== Apply what you read ==
1. Translate this sentence from the coal transportation passage into Spanish: "The barge operation allows us to control delivery schedules and serves as temporary floating storage for coal where land storage is unavailable."
2. Pick up the coal transportation passage after its final line and keep writing.
Text provided Block Start
Coal is transported from CONSOL Energy’s mining complexes to customers by means of railroad cars, river barges, trucks, conveyor belts or a combination of these means of transportation. Currently, the Robinson Run Mine transports coal to customers by conveyor belt. Currently, the McElroy and Shoemaker complexes ship coal to customers by means of river barges. Currently trucks are used to transport coal from the Loveridge, Mine 84, Jones Fork, Blacksville and Mahoning Valley complexes. Currently, the Enlow Fork, Bailey, Mine No. 84, Robinson Run, Loveridge, Blacksville, Buchanan, Mill Creek, Jones Fork, VP-8 and Amonate complexes primarily transport coal to customers by rail.

 

We employ transportation specialists who negotiate freight and equipment agreements with various transportation suppliers, including railroads, barge lines, terminal operators, ocean vessel brokers and trucking companies.

 

We own five towboats and six harbor boats and a fleet of approximately 300 barges to serve customers along the Ohio and Monongahela Rivers. The barge operation allows us to control delivery schedules and serves as temporary floating storage for coal where land storage is unavailable. Approximately 31% of the coal that we produced was shipped on the inland waterways in the twelve months ended December 31, 2003.

 

Competition

 

The United States coal industry is highly competitive, with numerous producers in all coal producing regions. CONSOL Energy competes against other large producers and hundreds of small producers in the United States and overseas. The largest producer is estimated by the 2003 National Mining Association Survey to have produced approximately 18% (based on tonnage produced) of the total United States production in 2002. The U.S. Department of Energy reported 1,426 active coal mines in the United States in 2002, the latest year for which government statistics are available. Demand for our coal by our principal customers is affected by:

 

  the price of competing coal and alternative fuel supplies, including nuclear, natural gas, oil and renewable energy sources, such as hydroelectric power;

 

  coal quality;

 

  transportation costs from the mine to the customer; and

 

  the reliability of supply.
Text provided Block End
Given records Block Start
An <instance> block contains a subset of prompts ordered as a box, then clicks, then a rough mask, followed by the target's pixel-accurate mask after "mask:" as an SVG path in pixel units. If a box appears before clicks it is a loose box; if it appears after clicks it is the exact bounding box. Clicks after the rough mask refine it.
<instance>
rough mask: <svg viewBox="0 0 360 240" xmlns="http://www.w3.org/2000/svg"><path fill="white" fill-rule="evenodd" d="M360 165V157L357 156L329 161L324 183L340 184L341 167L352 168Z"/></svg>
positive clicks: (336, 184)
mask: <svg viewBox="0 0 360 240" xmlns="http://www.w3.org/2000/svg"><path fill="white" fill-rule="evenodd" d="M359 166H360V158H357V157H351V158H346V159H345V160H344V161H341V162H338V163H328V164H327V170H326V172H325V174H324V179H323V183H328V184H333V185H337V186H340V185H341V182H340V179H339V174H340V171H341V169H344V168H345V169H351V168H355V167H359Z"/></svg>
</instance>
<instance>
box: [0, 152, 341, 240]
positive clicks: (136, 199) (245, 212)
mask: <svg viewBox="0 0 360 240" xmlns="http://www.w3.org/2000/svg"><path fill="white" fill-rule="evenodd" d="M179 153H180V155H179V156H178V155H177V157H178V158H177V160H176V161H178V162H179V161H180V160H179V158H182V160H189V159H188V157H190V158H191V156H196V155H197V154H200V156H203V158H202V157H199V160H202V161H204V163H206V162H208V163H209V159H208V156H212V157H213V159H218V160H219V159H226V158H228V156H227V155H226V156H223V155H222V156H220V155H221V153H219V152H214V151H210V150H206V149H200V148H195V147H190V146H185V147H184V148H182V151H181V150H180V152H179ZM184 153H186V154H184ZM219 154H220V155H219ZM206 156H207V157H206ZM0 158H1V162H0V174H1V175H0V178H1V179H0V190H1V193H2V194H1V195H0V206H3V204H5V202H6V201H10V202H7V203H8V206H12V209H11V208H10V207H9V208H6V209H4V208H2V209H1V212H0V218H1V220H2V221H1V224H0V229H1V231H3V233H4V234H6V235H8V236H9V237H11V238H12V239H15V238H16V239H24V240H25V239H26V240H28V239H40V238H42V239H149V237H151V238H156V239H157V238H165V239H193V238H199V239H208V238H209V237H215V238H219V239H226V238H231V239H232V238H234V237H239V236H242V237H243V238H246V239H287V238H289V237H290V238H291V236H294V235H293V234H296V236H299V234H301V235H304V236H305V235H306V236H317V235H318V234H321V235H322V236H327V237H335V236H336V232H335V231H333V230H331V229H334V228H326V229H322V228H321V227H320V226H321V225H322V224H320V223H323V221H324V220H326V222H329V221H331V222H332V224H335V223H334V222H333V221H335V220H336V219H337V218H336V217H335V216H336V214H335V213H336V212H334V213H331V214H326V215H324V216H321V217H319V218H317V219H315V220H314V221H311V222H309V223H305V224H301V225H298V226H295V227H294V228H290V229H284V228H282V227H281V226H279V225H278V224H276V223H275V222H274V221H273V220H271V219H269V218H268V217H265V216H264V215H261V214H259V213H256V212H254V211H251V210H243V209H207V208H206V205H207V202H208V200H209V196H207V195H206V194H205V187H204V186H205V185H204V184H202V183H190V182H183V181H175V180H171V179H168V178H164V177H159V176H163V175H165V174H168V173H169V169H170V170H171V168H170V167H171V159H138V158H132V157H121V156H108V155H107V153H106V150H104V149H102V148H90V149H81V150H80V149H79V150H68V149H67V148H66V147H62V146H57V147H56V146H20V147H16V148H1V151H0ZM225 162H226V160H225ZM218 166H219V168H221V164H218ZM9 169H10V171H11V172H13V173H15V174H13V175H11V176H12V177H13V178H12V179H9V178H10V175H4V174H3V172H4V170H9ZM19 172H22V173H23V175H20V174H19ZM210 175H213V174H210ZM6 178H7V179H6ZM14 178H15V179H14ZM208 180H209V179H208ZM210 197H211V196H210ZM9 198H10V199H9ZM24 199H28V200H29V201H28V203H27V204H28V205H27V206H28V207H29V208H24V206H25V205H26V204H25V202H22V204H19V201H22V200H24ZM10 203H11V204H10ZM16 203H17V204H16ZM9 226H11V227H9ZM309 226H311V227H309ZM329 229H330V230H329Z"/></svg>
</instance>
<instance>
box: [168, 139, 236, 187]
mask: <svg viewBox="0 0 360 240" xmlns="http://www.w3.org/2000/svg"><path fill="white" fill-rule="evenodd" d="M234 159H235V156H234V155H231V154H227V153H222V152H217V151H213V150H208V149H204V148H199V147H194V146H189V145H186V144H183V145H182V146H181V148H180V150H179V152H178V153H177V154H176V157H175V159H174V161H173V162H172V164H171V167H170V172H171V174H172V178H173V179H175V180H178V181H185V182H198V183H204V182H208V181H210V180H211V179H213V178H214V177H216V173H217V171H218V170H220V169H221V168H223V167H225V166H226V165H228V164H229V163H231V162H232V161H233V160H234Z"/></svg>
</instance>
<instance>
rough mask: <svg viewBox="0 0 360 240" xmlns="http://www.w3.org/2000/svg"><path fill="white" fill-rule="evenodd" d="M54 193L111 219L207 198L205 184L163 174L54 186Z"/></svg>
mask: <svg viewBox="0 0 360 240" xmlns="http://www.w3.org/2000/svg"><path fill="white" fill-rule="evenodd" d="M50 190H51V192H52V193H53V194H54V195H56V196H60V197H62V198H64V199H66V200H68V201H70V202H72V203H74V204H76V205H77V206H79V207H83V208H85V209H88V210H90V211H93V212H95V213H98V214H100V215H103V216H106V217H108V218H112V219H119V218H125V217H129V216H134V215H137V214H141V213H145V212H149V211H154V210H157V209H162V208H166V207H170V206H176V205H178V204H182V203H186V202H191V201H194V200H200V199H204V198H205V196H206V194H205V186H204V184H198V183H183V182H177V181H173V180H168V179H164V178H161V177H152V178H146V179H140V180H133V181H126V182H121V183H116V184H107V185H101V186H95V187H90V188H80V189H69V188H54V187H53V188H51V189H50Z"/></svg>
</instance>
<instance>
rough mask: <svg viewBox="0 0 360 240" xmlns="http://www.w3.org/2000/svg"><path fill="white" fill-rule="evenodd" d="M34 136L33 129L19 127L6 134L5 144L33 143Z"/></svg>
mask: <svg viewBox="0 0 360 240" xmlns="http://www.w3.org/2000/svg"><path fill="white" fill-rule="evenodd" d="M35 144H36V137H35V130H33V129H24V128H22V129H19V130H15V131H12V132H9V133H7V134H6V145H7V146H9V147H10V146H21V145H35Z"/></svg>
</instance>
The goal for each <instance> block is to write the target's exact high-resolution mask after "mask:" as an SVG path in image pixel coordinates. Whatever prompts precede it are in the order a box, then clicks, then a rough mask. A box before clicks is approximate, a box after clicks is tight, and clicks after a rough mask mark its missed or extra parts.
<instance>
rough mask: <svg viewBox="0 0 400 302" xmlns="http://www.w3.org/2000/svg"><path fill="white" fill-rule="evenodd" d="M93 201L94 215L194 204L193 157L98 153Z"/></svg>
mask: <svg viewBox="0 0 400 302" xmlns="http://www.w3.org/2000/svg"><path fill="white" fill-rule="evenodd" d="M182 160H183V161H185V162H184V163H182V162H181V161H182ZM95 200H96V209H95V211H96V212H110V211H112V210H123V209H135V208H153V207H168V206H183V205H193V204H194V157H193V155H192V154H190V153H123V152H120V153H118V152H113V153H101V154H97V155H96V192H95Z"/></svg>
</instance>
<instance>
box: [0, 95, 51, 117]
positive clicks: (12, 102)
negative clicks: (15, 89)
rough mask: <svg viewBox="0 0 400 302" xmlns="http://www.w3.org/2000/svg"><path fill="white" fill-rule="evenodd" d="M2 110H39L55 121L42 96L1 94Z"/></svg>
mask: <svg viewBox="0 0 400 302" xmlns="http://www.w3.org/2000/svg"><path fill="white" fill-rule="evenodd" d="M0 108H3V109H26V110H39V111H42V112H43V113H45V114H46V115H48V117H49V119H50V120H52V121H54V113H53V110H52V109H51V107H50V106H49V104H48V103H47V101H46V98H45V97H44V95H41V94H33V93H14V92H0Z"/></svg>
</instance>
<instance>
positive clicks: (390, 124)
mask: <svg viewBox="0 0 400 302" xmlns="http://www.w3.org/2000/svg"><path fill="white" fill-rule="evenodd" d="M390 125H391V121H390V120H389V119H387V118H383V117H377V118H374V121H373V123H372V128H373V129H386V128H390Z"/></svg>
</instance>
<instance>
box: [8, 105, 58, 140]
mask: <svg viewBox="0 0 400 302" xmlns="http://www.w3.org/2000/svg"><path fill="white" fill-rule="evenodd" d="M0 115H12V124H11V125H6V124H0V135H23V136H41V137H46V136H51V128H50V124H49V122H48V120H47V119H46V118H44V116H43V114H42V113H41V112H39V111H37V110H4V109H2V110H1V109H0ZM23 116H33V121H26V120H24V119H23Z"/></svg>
Given records Block End
== Exercise responses ==
1. La operación de barcazas nos permite controlar los calendarios de entrega y sirve como almacenamiento flotante temporal de carbón donde no se dispone de almacenamiento en tierra.

2.
 

Continued demand for CONSOL Energy’s coal and the prices that CONSOL Energy obtains are affected by demand for electricity, environmental and government regulation, technological developments and the availability and price of competing coal and alternative fuel supplies. We sell coal to foreign electricity generators and to the more specialized metallurgical coal market, both of which are significantly affected by international demand and competition.

 

Gas Operations

 

CONSOL Energy produces coalbed methane, which is pipeline quality gas that resides in coal seams. In the eastern United States, conventional natural gas fields typically are located in various types of sedimentary formations at depths ranging from 2,000 to 15,000 feet. Exploration companies often put their capital at risk by searching for gas in commercially exploitable quantities at these depths. By contrast, gas in the coal seams that CONSOL Energy drills or anticipates drilling is typically in formations less than 2,500 feet deep which are usually better defined than deeper formations. CONSOL Energy believes that this contributes to lower exploration costs than those incurred by producers that operate in deeper, less defined formations.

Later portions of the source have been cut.